КОРОТКОЕ ЗАДАНИЕ:
Ответьте на вопросы по тексту о письме аббата графу де Мольде.
(а) В каком регионе находилось родовое поместье графа?
(б) Какое слово граф надписал над зачеркнутым словом «возвращение»?
(в) Переезду Антуана в какой замок граф не будет препятствовать?

ТЕКСТ:
* * *

Убедившись, что чужестранец в самом деле законный наследник, аббат той же ночью написал графу де Мольде – человеку, который больше всего пострадает от возвращения транжира. Граф находился в родовом поместье, в регионе Шампань. Аббат предложил ему немедленно приехать в Ко.

Граф де Мольде скрупулезно зафиксировал в семейном дневнике факт получения письма от аббата, как делал это всегда:

11 декабря 1775 года [227] . Письмо от священника из ля Пайетри, г-на Буржуа, который сообщает о возвращении г-на де ля Пайетри, старшего из братьев.

Он зачеркнул «возвращение» и надписал над ним слово «явление» – apparition, которое и во французском, и в английском используется также для описания призраков, видений и сверхъестественных сущностей. Мольде сразу ответил: он готов признать возвращение старшего брата Пайетри, как только встретится с ним и увидит доказательства. Пока же он не будет препятствовать переезду Антуана в замок Бьельвиль.

* * *

ИЗВЛЕЧЕННЫЕ ЗАПИСИ:
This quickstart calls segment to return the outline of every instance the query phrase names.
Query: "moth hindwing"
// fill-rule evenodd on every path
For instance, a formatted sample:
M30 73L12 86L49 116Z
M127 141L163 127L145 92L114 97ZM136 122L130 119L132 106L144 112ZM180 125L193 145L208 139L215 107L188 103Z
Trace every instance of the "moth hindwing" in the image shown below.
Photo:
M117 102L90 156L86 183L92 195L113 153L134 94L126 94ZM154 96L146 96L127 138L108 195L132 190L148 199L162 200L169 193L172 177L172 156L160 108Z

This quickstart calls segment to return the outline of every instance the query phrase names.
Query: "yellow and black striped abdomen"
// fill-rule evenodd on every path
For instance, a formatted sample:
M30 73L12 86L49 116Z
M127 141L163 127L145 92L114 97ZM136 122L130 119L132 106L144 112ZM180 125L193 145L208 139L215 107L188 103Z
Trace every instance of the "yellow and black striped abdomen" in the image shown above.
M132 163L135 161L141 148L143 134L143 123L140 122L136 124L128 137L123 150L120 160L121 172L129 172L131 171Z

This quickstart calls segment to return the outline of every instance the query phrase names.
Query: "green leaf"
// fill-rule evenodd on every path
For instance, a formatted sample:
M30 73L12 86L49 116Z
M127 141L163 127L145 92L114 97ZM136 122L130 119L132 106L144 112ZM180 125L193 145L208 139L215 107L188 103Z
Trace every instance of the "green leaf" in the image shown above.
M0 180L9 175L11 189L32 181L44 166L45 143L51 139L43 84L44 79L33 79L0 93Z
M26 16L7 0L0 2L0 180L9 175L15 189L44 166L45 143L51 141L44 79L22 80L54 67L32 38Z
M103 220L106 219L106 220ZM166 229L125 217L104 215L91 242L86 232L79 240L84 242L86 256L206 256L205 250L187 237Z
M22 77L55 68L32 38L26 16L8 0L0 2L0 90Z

* * *

РЕШЕНИЕ ЗАДАНИЯ:
(а) В регионе Шампань.
(б) Слово «явление» (apparition).
(в) В замок Бьельвиль.